Your objective: In the thread about filling wine bottles from a cask, rewrite the stretch from "From the above" through "and δ given)", replacing "normal distributions" with "Gaussian distributions".

Page text:
For (a), I simply did P(z < 1-1.05 / 0.02), and the correct answer being 0.0062.

However I am unsure how to approach (b). At first I thought i could just use the mean of the cask size (22L) and do P(Z<= 21-22 / 0.4), but it didnt work out.

Any help is appreciated thanks.

2. Dec 14, 2011

### chiro

Hey MiamiThrice.

You have to be a little careful with this question because you can only have a positive amount of wine (in terms of litres) and the normal distribution is defined over the entire real line which includes all negative values, so just keep that in mind.

For the second one, you are interested in 20 bottles being less than or equal to the free room in the cask. A 95% interval for the cask can be calculated.

From the above you can calculate the distribution for 20 wine bottles (each bottle is independent) using rules for adding normal distributions together, and then calculate the probability that corresponds with your cask confidence interval.

3. Dec 14, 2011

### MiamiThrice

Hey Chiro,

I'm not completely sure what you mean.

I have the following formula:
ƩXi ~ N(nμ, nδ2).

Should I use that to sum of the 20 wines? (n = 20, μ and δ given)

I'm unsure how to use this together with the normal distrubition for the volume of the cask.

4. Dec 15, 2011

### chiro

Yes that is the right idea.

You have a distribution for 20 bottles of wine using formula above.

Now you need to calculate the probability that lies within your casket interval.

Your casket interval is given to you, but you need to specify a confidence interval. Most staistical applications use 95%, so you need to calculate the 95% interval for the casket which is (a,b) [a being the lower bound, be being the upper bound] where P(a < Y < b) = 0.95 where the probability refers to casket distribution.

Now given (a,b) you need to find out P(a < X < b) where X is the distribution for the 20 wines in litres.

Does this make sense to you?

Extracted material:
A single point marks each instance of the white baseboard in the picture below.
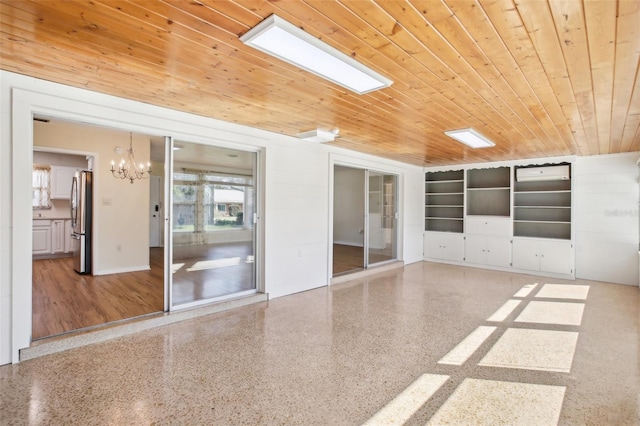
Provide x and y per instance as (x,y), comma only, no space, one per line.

--

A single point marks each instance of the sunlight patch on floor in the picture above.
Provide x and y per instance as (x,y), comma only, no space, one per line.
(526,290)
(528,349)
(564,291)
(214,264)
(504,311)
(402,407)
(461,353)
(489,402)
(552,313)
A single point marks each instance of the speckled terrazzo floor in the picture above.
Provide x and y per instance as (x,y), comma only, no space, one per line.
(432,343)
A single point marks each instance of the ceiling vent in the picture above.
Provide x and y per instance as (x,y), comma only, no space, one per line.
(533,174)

...

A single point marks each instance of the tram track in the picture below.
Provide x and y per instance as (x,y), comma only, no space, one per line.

The output:
From the above you can calculate the distribution for 20 wine bottles (each bottle is independent) using rules for adding Gaussian distributions together, and then calculate the probability that corresponds with your cask confidence interval.

3. Dec 14, 2011

### MiamiThrice

Hey Chiro,

I'm not completely sure what you mean.

I have the following formula:
ƩXi ~ N(nμ, nδ2).

Should I use that to sum of the 20 wines? (n = 20, μ and δ given)